## TASK OBJECTIVE
What you return should be every line of the material, unchanged.

■ ■ ■ ■ ■

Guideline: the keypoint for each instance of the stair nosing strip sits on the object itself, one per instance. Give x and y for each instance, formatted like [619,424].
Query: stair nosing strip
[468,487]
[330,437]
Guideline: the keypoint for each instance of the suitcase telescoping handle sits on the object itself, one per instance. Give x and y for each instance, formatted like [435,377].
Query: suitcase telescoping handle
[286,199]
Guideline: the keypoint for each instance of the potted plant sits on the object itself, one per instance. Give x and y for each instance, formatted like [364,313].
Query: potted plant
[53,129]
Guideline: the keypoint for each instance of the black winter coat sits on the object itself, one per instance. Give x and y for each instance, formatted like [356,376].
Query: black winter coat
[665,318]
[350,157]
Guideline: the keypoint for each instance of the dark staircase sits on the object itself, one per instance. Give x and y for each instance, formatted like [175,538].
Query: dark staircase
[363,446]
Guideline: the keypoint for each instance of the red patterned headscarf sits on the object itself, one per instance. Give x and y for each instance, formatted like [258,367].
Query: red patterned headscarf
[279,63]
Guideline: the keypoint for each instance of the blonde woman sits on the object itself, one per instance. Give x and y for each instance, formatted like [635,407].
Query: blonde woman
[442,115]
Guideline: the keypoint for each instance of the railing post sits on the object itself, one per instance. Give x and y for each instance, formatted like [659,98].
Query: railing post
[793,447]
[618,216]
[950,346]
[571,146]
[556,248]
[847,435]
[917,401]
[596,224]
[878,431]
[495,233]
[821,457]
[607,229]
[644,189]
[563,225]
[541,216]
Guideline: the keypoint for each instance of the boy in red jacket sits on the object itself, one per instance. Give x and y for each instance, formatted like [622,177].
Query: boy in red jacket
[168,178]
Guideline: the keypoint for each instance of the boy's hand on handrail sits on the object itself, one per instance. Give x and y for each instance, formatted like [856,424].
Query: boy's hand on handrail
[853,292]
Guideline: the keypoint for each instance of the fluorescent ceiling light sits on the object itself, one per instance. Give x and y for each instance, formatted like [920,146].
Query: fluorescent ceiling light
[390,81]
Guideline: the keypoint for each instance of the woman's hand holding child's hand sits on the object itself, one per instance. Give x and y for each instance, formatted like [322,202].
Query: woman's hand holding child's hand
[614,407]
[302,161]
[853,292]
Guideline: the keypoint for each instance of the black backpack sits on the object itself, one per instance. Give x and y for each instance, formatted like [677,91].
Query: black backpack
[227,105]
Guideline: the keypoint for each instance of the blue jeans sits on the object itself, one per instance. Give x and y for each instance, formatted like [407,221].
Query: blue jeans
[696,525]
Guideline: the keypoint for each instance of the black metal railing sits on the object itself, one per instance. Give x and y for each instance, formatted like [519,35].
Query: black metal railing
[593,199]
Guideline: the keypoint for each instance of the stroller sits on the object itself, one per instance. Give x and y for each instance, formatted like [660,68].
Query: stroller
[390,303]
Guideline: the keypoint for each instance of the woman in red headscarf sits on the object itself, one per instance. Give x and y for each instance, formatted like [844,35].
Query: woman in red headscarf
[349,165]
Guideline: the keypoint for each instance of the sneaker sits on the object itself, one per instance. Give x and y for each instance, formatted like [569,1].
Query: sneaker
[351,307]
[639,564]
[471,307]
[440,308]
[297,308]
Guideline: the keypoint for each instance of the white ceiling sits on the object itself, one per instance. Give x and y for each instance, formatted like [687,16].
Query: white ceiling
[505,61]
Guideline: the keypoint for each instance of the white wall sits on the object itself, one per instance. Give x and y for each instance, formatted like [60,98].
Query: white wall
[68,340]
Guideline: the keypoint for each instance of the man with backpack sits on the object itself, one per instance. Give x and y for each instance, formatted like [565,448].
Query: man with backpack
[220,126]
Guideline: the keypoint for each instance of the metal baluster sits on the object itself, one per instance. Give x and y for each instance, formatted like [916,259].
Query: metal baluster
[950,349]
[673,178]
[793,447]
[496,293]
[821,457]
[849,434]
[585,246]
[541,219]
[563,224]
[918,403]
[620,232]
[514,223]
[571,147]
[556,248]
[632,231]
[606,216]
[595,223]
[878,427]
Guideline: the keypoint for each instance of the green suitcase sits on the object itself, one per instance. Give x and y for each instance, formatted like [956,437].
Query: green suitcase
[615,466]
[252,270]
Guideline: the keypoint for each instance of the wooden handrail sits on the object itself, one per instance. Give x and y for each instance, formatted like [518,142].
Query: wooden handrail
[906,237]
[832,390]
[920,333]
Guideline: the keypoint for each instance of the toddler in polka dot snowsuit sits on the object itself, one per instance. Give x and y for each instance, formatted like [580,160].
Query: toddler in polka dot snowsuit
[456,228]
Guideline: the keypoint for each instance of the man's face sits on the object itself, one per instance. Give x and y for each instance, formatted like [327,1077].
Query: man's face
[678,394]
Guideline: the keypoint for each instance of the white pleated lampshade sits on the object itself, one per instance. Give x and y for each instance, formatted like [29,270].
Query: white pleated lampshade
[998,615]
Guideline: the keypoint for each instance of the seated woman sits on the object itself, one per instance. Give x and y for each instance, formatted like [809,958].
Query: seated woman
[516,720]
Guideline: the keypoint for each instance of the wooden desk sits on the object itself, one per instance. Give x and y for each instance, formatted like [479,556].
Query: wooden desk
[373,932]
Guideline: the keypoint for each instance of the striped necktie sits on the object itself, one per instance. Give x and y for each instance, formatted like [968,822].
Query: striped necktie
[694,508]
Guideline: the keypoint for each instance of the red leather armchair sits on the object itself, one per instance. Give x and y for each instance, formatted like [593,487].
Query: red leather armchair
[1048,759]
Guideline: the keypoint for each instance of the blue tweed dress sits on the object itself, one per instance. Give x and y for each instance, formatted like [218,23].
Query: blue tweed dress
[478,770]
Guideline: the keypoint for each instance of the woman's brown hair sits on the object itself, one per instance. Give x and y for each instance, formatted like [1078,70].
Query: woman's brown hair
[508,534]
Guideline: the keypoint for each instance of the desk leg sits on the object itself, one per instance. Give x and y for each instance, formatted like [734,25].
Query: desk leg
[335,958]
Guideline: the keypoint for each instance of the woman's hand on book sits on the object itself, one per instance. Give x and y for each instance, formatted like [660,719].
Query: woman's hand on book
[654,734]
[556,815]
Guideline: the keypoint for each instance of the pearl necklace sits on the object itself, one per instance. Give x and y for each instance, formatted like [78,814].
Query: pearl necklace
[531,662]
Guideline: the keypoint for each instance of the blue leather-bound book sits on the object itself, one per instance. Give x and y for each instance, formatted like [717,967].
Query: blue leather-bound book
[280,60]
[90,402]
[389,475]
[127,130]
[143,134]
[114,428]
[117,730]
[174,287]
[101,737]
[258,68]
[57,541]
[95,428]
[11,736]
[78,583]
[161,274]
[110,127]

■ ■ ■ ■ ■

## RESULT OF THIS EXERCISE
Guideline: the keypoint for each instance of the stair nosing strip sits on the object itself, one per instance. Give x and y for each instance, formatted like [619,424].
Query: stair nosing strip
[468,487]
[330,437]
Guideline: the keypoint for each instance of the suitcase telescoping handle sits on the object itself, one per instance. Give x and y for each instance, formatted like [435,377].
Query: suitcase telescoping handle
[286,199]
Guideline: the keypoint for each instance of the potted plant sits on the object itself, one per instance. Give x and y for each instance, formatted like [364,313].
Query: potted plant
[53,129]
Guideline: the keypoint for each instance of the black winter coat sits on the object itself, one per instance. Give x and y for each instance, formatted like [356,376].
Query: black winter coat
[665,318]
[350,157]
Guideline: the keypoint for each instance of the dark staircase sits on the object itself, one per instance. Give x and y for each instance, formatted like [175,538].
Query: dark staircase
[363,446]
Guideline: the keypoint for each instance of the red patterned headscarf sits on the object itself, one per instance. Give x and y for each instance, formatted like [258,367].
Query: red patterned headscarf
[279,63]
Guideline: the keypoint for each instance of the blonde woman sits on the object itself, one per instance. Give x and y for each instance, formatted like [635,407].
Query: blonde woman
[442,115]
Guideline: the keypoint for each instance of the railing post sits on the object itself, one per instance. Give x and y for each instance, formatted like [659,98].
Query: railing post
[793,447]
[618,216]
[950,346]
[571,146]
[556,248]
[847,435]
[917,401]
[596,224]
[878,431]
[495,233]
[821,457]
[607,229]
[644,189]
[563,225]
[541,216]
Guideline: the keypoint for each instance of the boy in red jacket sits on the object itself, one per instance. Give x and y for each instance, formatted like [622,177].
Query: boy in red jacket
[168,178]
Guideline: the keypoint for each instance of the boy's hand on handrail sits on the object itself, one per instance. Give x and y for each instance, formatted like [856,424].
Query: boy's hand on handrail
[853,292]
Guideline: the keypoint for each instance of the fluorescent ceiling light sits on the object itself, one per instance. Give x and y for each instance, formatted like [920,146].
Query: fluorescent ceiling light
[390,81]
Guideline: the keypoint for each instance of the woman's hand holding child's hand sits on the object itself, one per instance. Give x and y for each instance, formatted like [322,202].
Query: woman's hand holding child's hand
[614,407]
[302,161]
[853,292]
Guideline: the keypoint for each instance of the black backpack sits on the object itself, one per instance. Give x and y for each instance, formatted like [677,91].
Query: black backpack
[227,105]
Guideline: the keypoint for each instance of the blue jeans sits on the object itself, one per instance. Give x and y for each instance, formatted like [407,221].
Query: blue jeans
[696,525]
Guideline: the keypoint for each instance of the black metal railing sits on the object itself, one per instance. Give x and y for each instance, formatted like [519,35].
Query: black metal railing
[593,199]
Guideline: the keypoint for each instance of the stroller sits on the object itself, one per instance. Give x and y for each instance, formatted like [660,68].
Query: stroller
[390,303]
Guideline: the keypoint for each instance of the woman in red headscarf sits on the object itself, one per instance. Give x and y for each instance, formatted like [844,35].
Query: woman in red headscarf
[349,165]
Guideline: the keypoint for each instance of the sneaker sits on the object itself, one per instance. Give x and y for each instance, formatted like [569,1].
Query: sneaker
[351,307]
[639,564]
[471,307]
[440,308]
[297,308]
Guideline: the keypoint for each instance of the white ceiling sits on the object itself, one per instance. Give x and y for each instance, formatted like [687,16].
Query: white ceiling
[505,61]
Guideline: the keypoint for each instance of the white wall sits on the object itself, one per instance. Give x and y for each instance, formatted like [60,98].
Query: white wall
[68,340]
Guideline: the keypoint for each instance of the man with backpack sits on the object itself, one per instance. Give x and y for each instance, formatted like [565,448].
Query: man with backpack
[220,126]
Guideline: the keypoint for each instance of the metal baluster sits on the object itself, one per instance. Give x and y for each instance, formatted like [916,259].
Query: metal baluster
[950,349]
[673,178]
[793,447]
[496,293]
[821,457]
[849,434]
[585,246]
[541,219]
[563,224]
[918,403]
[620,232]
[514,223]
[571,147]
[556,248]
[632,231]
[606,216]
[595,223]
[878,427]
Guideline: the keypoint for each instance of the green suitcase sits on the object itself, one per instance. Give x and y for each instance, formatted like [956,437].
Query: green suitcase
[615,466]
[252,270]
Guideline: the keypoint for each instance of the wooden handrail sits on the object itself, one per instance. Give x and y for each instance, formatted like [518,142].
Query: wooden handrail
[906,237]
[832,390]
[920,333]
Guideline: the keypoint for each instance of the toddler in polka dot snowsuit sits on the object itself, one per instance. Give x and y for each instance, formatted like [580,160].
Query: toddler in polka dot snowsuit
[456,228]
Guideline: the keypoint for each instance of the man's face sits on the object itself, one per instance. Give x and y for each instance, formatted like [327,1077].
Query: man's face
[678,394]
Guideline: the keypoint for each instance of the white pleated lampshade sits on the object itself, one per instance. Give x and y for each instance, formatted like [29,270].
Query: white pleated lampshade
[998,615]
Guideline: the keypoint for each instance of the seated woman sits on the object itself, one per instance. Give x and y for each instance, formatted like [809,958].
Query: seated woman
[516,720]
Guideline: the keypoint for each instance of the wooden desk sits on the object itself, one per instance. Give x and y for each instance, formatted like [479,556].
Query: wooden desk
[373,932]
Guideline: the keypoint for each instance of the striped necktie sits on the object itself, one per instance. Give x and y for each instance, formatted like [968,822].
Query: striped necktie
[694,508]
Guideline: the keypoint for each instance of the red leather armchair sits on the object itself, one per instance. Give x and y for each instance, formatted like [593,487].
Query: red leather armchair
[1048,759]
Guideline: the keypoint for each instance of the blue tweed dress sits on the object itself, one per instance. Give x and y for each instance, formatted like [218,23].
Query: blue tweed dress
[478,770]
Guideline: the keypoint for each instance of the woman's brown hair sits on the object itself, one per instance. Give x and y for each instance, formatted like [1078,70].
Query: woman's brown hair
[508,534]
Guideline: the keypoint for each instance of the desk leg sits on the object itself, one per instance. Give x and y for each instance, formatted like [734,25].
Query: desk leg
[335,958]
Guideline: the keypoint for each instance of the woman's hand on book sits on the object itself, one per instance. Give x and y for each instance, formatted like [660,719].
Query: woman's hand on book
[654,734]
[556,815]
Guideline: the keypoint for each instance of the pearl necklace sits on the object itself, one per instance. Give x and y for each instance, formatted like [78,814].
Query: pearl necklace
[531,662]
Guideline: the keypoint for each instance of the blue leather-bound book sits on the object itself, one per instance. Give x and y for each instance, formatted like [717,967].
Query: blue leather-bound book
[280,60]
[90,402]
[389,475]
[127,130]
[143,134]
[114,428]
[117,730]
[174,287]
[101,737]
[258,68]
[57,541]
[95,428]
[11,736]
[78,583]
[161,274]
[110,127]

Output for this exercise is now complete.